THE PROBLEM — Repeat, without any change, the entries presented below.

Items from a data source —
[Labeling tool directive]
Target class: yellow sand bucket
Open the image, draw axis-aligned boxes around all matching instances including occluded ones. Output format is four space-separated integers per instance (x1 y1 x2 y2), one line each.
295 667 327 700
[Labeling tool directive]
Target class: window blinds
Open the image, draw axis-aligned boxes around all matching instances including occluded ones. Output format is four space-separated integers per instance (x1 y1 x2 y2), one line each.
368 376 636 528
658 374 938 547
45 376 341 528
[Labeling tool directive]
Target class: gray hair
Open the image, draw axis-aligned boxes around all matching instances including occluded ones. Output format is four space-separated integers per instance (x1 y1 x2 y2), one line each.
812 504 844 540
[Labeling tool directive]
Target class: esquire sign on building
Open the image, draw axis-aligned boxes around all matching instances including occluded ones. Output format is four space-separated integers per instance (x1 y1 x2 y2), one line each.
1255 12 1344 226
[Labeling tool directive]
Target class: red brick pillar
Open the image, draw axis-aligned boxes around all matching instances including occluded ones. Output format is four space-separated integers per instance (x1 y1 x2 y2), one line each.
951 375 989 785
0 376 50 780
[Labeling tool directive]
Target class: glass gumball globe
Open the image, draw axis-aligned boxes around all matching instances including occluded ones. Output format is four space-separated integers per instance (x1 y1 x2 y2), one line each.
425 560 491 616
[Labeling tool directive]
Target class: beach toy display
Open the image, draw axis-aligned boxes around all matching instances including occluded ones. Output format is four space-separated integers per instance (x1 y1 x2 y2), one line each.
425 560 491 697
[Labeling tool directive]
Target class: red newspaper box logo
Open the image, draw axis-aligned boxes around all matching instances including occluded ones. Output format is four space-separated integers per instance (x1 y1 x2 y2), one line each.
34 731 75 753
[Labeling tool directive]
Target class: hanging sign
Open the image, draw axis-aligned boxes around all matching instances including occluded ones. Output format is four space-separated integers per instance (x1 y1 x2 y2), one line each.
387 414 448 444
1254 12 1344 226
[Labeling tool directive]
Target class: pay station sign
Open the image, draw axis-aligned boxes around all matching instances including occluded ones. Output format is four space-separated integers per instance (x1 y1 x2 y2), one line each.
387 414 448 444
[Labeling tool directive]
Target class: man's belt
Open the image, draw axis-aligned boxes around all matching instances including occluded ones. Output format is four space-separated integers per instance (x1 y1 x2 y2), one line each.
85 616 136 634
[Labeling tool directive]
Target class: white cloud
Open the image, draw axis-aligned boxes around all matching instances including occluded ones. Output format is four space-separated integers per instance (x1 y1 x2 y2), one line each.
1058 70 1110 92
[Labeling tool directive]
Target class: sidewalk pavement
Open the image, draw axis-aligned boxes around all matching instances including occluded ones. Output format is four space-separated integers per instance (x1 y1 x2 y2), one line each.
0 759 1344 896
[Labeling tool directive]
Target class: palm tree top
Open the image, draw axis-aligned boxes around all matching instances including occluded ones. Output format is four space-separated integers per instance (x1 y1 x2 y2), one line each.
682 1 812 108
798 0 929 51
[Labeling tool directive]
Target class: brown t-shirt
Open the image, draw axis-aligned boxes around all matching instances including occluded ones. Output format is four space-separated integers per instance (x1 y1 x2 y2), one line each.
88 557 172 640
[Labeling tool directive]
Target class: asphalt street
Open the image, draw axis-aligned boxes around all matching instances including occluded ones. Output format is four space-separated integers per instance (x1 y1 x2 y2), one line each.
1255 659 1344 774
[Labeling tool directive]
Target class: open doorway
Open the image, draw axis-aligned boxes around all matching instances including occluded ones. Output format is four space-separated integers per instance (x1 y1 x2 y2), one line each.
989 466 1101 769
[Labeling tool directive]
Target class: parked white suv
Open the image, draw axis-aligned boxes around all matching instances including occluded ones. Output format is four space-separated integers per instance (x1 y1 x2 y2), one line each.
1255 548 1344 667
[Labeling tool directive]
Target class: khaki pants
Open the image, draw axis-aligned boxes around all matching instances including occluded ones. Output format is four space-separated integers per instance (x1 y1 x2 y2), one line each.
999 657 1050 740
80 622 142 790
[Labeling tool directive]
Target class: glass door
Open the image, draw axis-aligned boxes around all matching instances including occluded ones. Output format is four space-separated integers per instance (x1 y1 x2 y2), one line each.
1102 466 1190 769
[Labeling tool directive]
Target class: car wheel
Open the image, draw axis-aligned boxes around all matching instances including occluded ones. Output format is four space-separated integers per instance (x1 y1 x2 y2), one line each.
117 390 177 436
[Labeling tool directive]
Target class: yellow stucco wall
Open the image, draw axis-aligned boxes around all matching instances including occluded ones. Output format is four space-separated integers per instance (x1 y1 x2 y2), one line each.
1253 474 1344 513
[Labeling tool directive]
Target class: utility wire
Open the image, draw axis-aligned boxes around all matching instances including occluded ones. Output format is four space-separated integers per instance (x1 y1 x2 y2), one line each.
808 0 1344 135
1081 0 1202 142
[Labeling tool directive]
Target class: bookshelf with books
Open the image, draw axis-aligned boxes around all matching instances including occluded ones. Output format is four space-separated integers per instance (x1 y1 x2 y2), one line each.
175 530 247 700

EXERCISE RESULT —
[Labeling tool directive]
Target class: yellow sand bucket
Open the image, draw axis-aligned boxes around all matching instances including occluded ones. Output format is four space-separated integers per instance (x1 y1 x2 y2), one line each.
295 667 327 700
[Labeling tool directive]
Target class: window blinds
Open the image, draw axis-aligned boxes around all matching instances including occluded ones. Output format is four space-separated integers per instance (x1 y1 x2 y2), one line each.
368 376 636 528
658 374 938 547
45 376 341 528
[Labeling tool directive]
Target class: gray hair
Open the image, draw axis-aligned boxes around all matching instances including occluded ones. Output format is four space-separated integers per instance (x1 y1 x2 y2), one line each.
812 504 844 540
[Labeling tool directive]
Target class: esquire sign on building
Open the image, draw axis-aligned boxes around all matching instances including occluded ones. Output format is four space-separated integers per instance (x1 y1 x2 y2), one line each.
1255 12 1344 226
[Labeling tool directive]
Target class: red brick pillar
Open the image, draw axis-aligned boxes around all matching instances including occluded ones. Output format is four space-separated integers per instance (x1 y1 x2 y2), one line each.
951 375 989 785
0 376 50 780
[Labeling tool directive]
Target class: glass gumball globe
Open the image, draw axis-aligned boxes around all matching instances including occluded ones. Output format is four space-separated integers per instance (x1 y1 x2 y2), one line each.
425 560 491 616
[Labeling tool directive]
Target class: beach toy display
Open the image, draw axis-aligned boxes around all matching instances including occluded ones. Output format is four space-separated integers per instance (x1 y1 x2 y2), one line each.
425 560 491 697
[Labeling tool directive]
Target class: red newspaper box logo
Open the image, draw axis-aligned boxes around all matching instances including occluded ones. Output format is four space-separated integers per instance (x1 y1 x2 y2), one line each.
34 731 75 753
[Labeling tool directive]
Target class: hanging sign
Open the image, draw axis-aligned boxes around all matching instances including occluded ones. Output format is four space-separated integers per instance (x1 y1 x2 y2), one line each.
387 414 448 444
1254 12 1344 226
[Labeling tool directive]
Target class: pay station sign
Open the image, draw axis-aligned boxes around all matching instances including occluded ones. Output format is four space-separated integers per instance (x1 y1 x2 y2), one line each.
387 414 448 444
[Labeling tool directive]
Target class: man's belt
Open the image, draw axis-aligned boxes around all matching instances including occluded ones. Output format is four space-separated integers per instance (x1 y1 x2 y2), one line each.
85 616 136 634
[Labeling tool directive]
Target class: white cloud
Open the image, draw axis-aligned boxes around all matching instances including occluded ones. Output format is four space-separated integers per instance (x1 y1 x2 y2), one line each.
1058 70 1110 92
[Labeling tool directive]
Target class: sidewalk pavement
Open the image, draw axis-aligned boxes around all matching instances including occluded ones. Output format is four space-separated integers per instance (x1 y1 x2 y2), one line each.
0 759 1344 896
[Labeling tool directive]
Target class: palm tree top
Open the image, draw axis-aligned boxes around all matching instances including occluded ones. Output format is four space-separated integers per instance (x1 y1 x2 y2), one line each.
682 1 812 108
798 0 929 51
[Labeling tool directive]
Target class: brown t-shirt
Open the image, draw axis-aligned boxes around all matching instances including occluded ones. Output format is four space-separated integers per instance (x1 y1 x2 y2), one line each.
88 557 172 640
[Labeling tool directive]
Target class: asphalt street
Open the image, draw axis-aligned boxes around all matching instances including occluded ones. Output format is four space-separated integers per instance (x1 y1 x2 y2), one line each.
1255 659 1344 774
[Labeling tool directive]
Target class: open doorway
Open the image, draw axis-aligned boxes around all matching instances including occluded ones. Output format is four space-separated integers per instance (x1 y1 x2 y2), one line each.
989 466 1101 769
[Labeling tool directive]
Target class: parked white suv
Open the image, draw axis-aligned boxes around all matching instances including occluded ones. Output format is four space-separated integers per instance (x1 y1 x2 y2), one line each.
1255 548 1344 667
[Labeling tool directive]
Target class: khaki pants
Open the image, draw axis-aligned boxes around all matching instances including occluded ones. Output format is four space-separated integers per instance (x1 y1 x2 y2), one line each.
999 657 1050 740
80 622 142 790
[Labeling tool directive]
Target class: glass door
Open the image, draw axis-aligned boxes around all matching instances including occluded ones. Output format is four space-separated integers per instance (x1 y1 x2 y2), one line each.
1102 466 1190 769
[Labeling tool directive]
Target class: car wheel
Open the image, draw axis-aligned boxes around all matching instances including occluded ones. Output format is four space-separated integers per instance (x1 y1 x2 y2), one line each.
117 390 177 436
[Labeling tool directive]
Target class: yellow stucco wall
Open the image, draw axis-aligned boxes around all matching instances including occluded ones. Output format is four space-separated integers per instance (x1 y1 x2 y2), one line each.
1253 474 1344 513
[Labeling tool directive]
Target class: utility wire
Open the image, draw axis-aligned boxes around all matching instances including occluded ones. Output format is four space-separated integers per instance (x1 y1 x2 y2), one line each.
808 0 1344 135
1081 0 1202 142
[Labeling tool directive]
Target class: bookshelf with books
Open the image, draw axis-aligned boxes around all matching instances including occluded ones. Output format is four space-separated integers per instance (x1 y1 x2 y2), one line each.
175 530 247 700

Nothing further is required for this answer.